** Start Excerpted text **

Context: Testing Taxonomy

Canonical categories for tests in this project's tests/ tree. Each category is a pytest marker declared in pytest.ini [pytest] markers. Every test file MUST declare a module-level pytestmark = [pytest.mark.<name>] carrying at least one of these markers (architectural convention enforced by tests/architectural/test_pytest_marker_convention.py). CI quality gates and developer-loop profiles select tests by marker (uv run pytest -m fast, -m architectural, -m "contract or unit", …), so an untagged test is silently invisible to those filters.

When choosing a marker for a new test file:

  1. Start at the category that best describes what kind of behaviour the test asserts (unit, integration, contract, architectural, e2e).
  2. Add orthogonal markers if the test additionally has a property the category alone does not capture (slow, git_repo, requires_symlinks, platform_linux, windows_ci, …). Multiple markers per file are encouraged when they each carry information.
  3. Never leave a test file untagged. If the test is for human-driven exploration only, mark it exploratory so CI's -m "not exploratory" filter excludes it.

The categories below are listed by the question they answer.


Unit

Definition A test that asserts the behaviour of a single module in isolation. No subprocess invocation, no real filesystem writes beyond tmp_path, no network, no real git. Helper modules may be imported, but third-party services and shell commands are off-limits.
Use when Testing a pure function, a Pydantic model, a parser, a state-machine transition, or any module whose contract can be exercised by direct calls with synthetic inputs.
Do NOT use when The test spawns git, hits HTTP, drives the CLI through typer.testing.CliRunner, or relies on a real .kittify/ tree it built itself. Use integration instead.
CI role Default profile for the developer loop. -m unit is the fastest meaningful filter and should turn green in seconds.
Context Testing Taxonomy
Status canonical
Applicable to 1.x, 2.x
Related terms Fast, Integration

Integration

Definition A test that exercises a feature across module boundaries against real (process-local) collaborators: real filesystem under tmp_path, real in-process I/O, real git when explicitly needed. No external network, no spawned long-running services.

** End Excerpted text **
** Start Dataset entries **

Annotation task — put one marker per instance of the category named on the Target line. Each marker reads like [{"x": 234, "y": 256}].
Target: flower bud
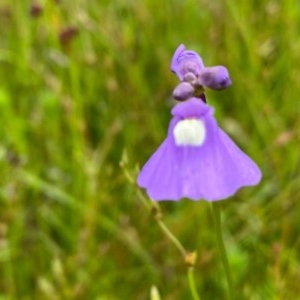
[
  {"x": 216, "y": 78},
  {"x": 183, "y": 91}
]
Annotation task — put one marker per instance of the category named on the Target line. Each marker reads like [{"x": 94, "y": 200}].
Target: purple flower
[
  {"x": 197, "y": 160},
  {"x": 194, "y": 76}
]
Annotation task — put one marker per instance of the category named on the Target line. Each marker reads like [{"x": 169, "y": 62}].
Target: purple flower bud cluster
[{"x": 194, "y": 76}]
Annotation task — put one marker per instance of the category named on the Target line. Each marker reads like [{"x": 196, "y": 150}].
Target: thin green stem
[
  {"x": 216, "y": 211},
  {"x": 192, "y": 283},
  {"x": 189, "y": 257},
  {"x": 172, "y": 237}
]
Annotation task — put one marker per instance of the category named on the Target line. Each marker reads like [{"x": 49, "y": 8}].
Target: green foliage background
[{"x": 84, "y": 80}]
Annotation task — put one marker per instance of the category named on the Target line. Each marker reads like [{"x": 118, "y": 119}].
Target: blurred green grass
[{"x": 84, "y": 80}]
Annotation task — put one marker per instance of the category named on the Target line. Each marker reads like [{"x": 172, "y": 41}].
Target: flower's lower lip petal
[
  {"x": 158, "y": 176},
  {"x": 214, "y": 171}
]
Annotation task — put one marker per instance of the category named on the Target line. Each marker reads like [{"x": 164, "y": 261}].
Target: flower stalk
[{"x": 216, "y": 212}]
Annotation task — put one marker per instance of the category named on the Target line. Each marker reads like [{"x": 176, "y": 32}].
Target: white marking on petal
[{"x": 189, "y": 132}]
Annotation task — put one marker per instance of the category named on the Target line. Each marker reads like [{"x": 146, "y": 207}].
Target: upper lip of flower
[{"x": 189, "y": 67}]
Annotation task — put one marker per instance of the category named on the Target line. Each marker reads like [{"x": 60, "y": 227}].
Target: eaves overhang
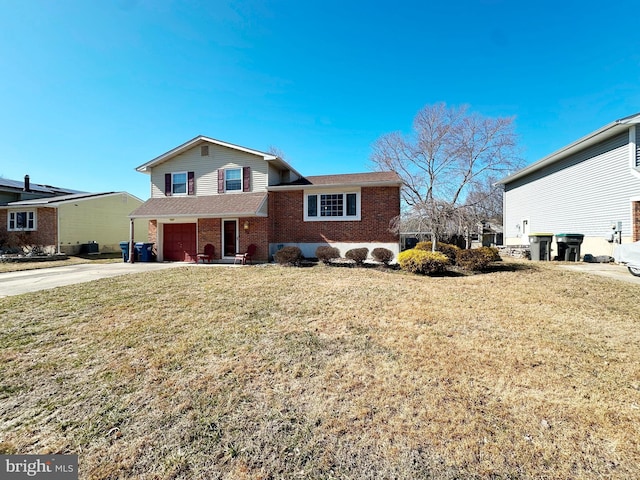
[
  {"x": 610, "y": 130},
  {"x": 274, "y": 159},
  {"x": 280, "y": 188}
]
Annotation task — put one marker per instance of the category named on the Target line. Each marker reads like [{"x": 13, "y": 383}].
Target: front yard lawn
[{"x": 530, "y": 371}]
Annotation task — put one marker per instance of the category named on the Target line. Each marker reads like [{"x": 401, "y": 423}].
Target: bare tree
[{"x": 450, "y": 154}]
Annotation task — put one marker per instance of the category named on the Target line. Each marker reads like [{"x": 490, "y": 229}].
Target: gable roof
[
  {"x": 277, "y": 161},
  {"x": 18, "y": 186},
  {"x": 62, "y": 199},
  {"x": 610, "y": 130},
  {"x": 212, "y": 206},
  {"x": 367, "y": 179}
]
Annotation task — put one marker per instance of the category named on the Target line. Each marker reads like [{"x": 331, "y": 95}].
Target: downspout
[
  {"x": 131, "y": 237},
  {"x": 58, "y": 252},
  {"x": 633, "y": 152}
]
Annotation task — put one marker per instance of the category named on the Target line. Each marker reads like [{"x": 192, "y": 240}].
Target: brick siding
[
  {"x": 288, "y": 225},
  {"x": 46, "y": 234},
  {"x": 209, "y": 231}
]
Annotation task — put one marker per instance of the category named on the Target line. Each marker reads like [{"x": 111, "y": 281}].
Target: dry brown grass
[{"x": 271, "y": 372}]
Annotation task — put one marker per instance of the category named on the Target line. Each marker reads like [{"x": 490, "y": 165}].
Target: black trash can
[
  {"x": 540, "y": 245},
  {"x": 145, "y": 252},
  {"x": 124, "y": 246},
  {"x": 569, "y": 246}
]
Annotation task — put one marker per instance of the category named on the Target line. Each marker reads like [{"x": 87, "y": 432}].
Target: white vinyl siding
[
  {"x": 583, "y": 193},
  {"x": 206, "y": 168}
]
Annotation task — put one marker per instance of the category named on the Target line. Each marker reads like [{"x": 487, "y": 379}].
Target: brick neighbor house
[{"x": 206, "y": 191}]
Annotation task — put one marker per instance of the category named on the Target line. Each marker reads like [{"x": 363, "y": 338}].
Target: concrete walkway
[{"x": 26, "y": 281}]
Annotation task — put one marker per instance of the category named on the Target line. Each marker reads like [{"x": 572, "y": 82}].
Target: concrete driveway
[{"x": 26, "y": 281}]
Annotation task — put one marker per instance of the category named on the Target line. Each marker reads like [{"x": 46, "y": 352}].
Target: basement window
[{"x": 21, "y": 221}]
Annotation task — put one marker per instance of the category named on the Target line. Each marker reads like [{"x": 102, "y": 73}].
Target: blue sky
[{"x": 89, "y": 90}]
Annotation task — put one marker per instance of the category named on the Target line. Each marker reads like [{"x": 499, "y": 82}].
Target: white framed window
[
  {"x": 233, "y": 179},
  {"x": 332, "y": 206},
  {"x": 22, "y": 221},
  {"x": 179, "y": 183}
]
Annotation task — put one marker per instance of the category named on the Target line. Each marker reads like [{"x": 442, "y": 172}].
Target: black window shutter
[
  {"x": 221, "y": 181},
  {"x": 191, "y": 184},
  {"x": 246, "y": 179},
  {"x": 167, "y": 184}
]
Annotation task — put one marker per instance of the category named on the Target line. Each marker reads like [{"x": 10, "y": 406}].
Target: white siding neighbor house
[{"x": 590, "y": 187}]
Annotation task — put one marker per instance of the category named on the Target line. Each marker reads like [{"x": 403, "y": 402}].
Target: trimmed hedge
[
  {"x": 423, "y": 262},
  {"x": 288, "y": 256},
  {"x": 451, "y": 251},
  {"x": 382, "y": 255},
  {"x": 325, "y": 253},
  {"x": 358, "y": 255},
  {"x": 477, "y": 259}
]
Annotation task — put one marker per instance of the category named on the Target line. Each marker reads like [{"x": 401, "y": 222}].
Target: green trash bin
[
  {"x": 540, "y": 245},
  {"x": 569, "y": 246}
]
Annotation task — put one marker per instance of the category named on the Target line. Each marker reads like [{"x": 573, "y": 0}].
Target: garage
[{"x": 179, "y": 242}]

** End Dataset entries **

Carry on the testing taxonomy page from the point where it stops. The lines above are separate material and are not part of the testing taxonomy page.

> Reply
Use when The test verifies that two or more modules compose correctly, that a CLI command produces the expected files on disk via typer.testing.CliRunner, that a sync pipeline writes the right rows to a tmp SQLite DB, or that a charter resolver loads real YAML from a real .kittify/.
Do NOT use when The test only inspects a function's return value (use unit); the test calls a real external network (use e2e or live_adapter); the test runs against a real git repo with subprocess calls (also add git_repo).
CI role Run in the standard PR gate. Slower than unit but still bounded by file/process latency, not network.
Context Testing Taxonomy
Status canonical
Applicable to 1.x, 2.x
Related terms Unit, E2E, Git Repo

Contract

Definition A consumer-surface test that pins the shape of an external public API this project depends on (currently spec-kitty-events and spec-kitty-tracker PyPI packages, and the SaaS HTTP contract). The test fails when an upstream contract changes in a way that would break this CLI's consumption.
Use when You are asserting that a serialised event envelope matches a published schema, that a tracker bind payload carries the right keys, or that a vendored fixture from contracts/ validates against a Pydantic model from spec_kitty_events.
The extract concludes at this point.